#### Problems to work on:
a – Reproduce the video autoencoder guide in full, word for word.
b – Output only the stretch of records from the line containing "of the chain" through the end of the records as a numbered list, leaving out blank lines.

#### Text passage:
Step by step to train and evaluate an video autoencoder (AE)

Inspired by SANA, we aim to drastically increase the compression ratio in the AE. We propose a video autoencoder architecture based on DC-AE, the Video DC-AE, which compression the video by 4x in the temporal dimension and 32x32 in the spatial dimension. Compared to HunyuanVideo's VAE of 4x8x8, our proposed AE has a much higher spatial compression ratio. Thus, we can effectively reduce the token length in the diffusion model by a total of 16x (assuming the same patch sizes), drastically increase both training and inference speed.

Data Preparation

Follow this guide to prepare the DATASET for training and inference. You may use our provided dataset or custom ones.

To use custom dataset, pass the argument --dataset.data_path <your_data_path> to the following training or inference command.

Training

We train our Video DC-AE from scratch on 8xGPUs for 3 weeks.

We first train with the following command:

torchrun --nproc_per_node 8 scripts/vae/train.py configs/vae/train/video_dc_ae.py

When the model is almost converged, we add a discriminator and continue to train the model with the checkpoint model_ckpt using the following command:

torchrun --nproc_per_node 8 scripts/vae/train.py configs/vae/train/video_dc_ae_disc.py --model.from_pretrained <model_ckpt>

You may pass the flag --wandb True if you have a wandb account and wish to track the training progress online.

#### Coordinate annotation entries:
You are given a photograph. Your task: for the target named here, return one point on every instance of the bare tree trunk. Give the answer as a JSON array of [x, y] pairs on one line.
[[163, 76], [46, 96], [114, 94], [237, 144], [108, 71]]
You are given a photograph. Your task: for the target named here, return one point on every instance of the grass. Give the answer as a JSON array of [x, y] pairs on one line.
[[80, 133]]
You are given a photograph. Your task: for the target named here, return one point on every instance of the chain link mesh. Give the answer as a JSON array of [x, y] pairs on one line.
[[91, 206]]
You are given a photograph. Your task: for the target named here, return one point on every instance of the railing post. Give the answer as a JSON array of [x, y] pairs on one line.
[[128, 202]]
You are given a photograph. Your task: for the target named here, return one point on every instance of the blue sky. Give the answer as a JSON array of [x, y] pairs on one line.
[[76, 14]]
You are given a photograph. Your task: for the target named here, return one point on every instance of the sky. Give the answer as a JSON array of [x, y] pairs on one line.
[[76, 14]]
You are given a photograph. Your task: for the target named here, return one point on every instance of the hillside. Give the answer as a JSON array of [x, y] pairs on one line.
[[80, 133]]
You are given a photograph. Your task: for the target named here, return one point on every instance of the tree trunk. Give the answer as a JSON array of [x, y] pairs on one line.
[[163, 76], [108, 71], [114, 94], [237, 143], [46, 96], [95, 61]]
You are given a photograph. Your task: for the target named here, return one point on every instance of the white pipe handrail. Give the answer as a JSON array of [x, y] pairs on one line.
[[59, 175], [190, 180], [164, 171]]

#### Answers for the exercise:
a –
Step by step to train and evaluate an video autoencoder (AE)

Inspired by SANA, we aim to drastically increase the compression ratio in the AE. We propose a video autoencoder architecture based on DC-AE, the Video DC-AE, which compression the video by 4x in the temporal dimension and 32x32 in the spatial dimension. Compared to HunyuanVideo's VAE of 4x8x8, our proposed AE has a much higher spatial compression ratio. Thus, we can effectively reduce the token length in the diffusion model by a total of 16x (assuming the same patch sizes), drastically increase both training and inference speed.

Data Preparation

Follow this guide to prepare the DATASET for training and inference. You may use our provided dataset or custom ones.

To use custom dataset, pass the argument --dataset.data_path <your_data_path> to the following training or inference command.

Training

We train our Video DC-AE from scratch on 8xGPUs for 3 weeks.

We first train with the following command:

torchrun --nproc_per_node 8 scripts/vae/train.py configs/vae/train/video_dc_ae.py

When the model is almost converged, we add a discriminator and continue to train the model with the checkpoint model_ckpt using the following command:

torchrun --nproc_per_node 8 scripts/vae/train.py configs/vae/train/video_dc_ae_disc.py --model.from_pretrained <model_ckpt>

You may pass the flag --wandb True if you have a wandb account and wish to track the training progress online.

b –
1. You are given a photograph. Your task: for the target named here, return one point on every instance of the chain link mesh. Give the answer as a JSON array of [x, y] pairs on one line.
2. [[91, 206]]
3. You are given a photograph. Your task: for the target named here, return one point on every instance of the railing post. Give the answer as a JSON array of [x, y] pairs on one line.
4. [[128, 202]]
5. You are given a photograph. Your task: for the target named here, return one point on every instance of the blue sky. Give the answer as a JSON array of [x, y] pairs on one line.
6. [[76, 14]]
7. You are given a photograph. Your task: for the target named here, return one point on every instance of the sky. Give the answer as a JSON array of [x, y] pairs on one line.
8. [[76, 14]]
9. You are given a photograph. Your task: for the target named here, return one point on every instance of the hillside. Give the answer as a JSON array of [x, y] pairs on one line.
10. [[80, 133]]
11. You are given a photograph. Your task: for the target named here, return one point on every instance of the tree trunk. Give the answer as a JSON array of [x, y] pairs on one line.
12. [[163, 76], [108, 71], [114, 94], [237, 143], [46, 96], [95, 61]]
13. You are given a photograph. Your task: for the target named here, return one point on every instance of the white pipe handrail. Give the answer as a JSON array of [x, y] pairs on one line.
14. [[59, 175], [190, 180], [164, 171]]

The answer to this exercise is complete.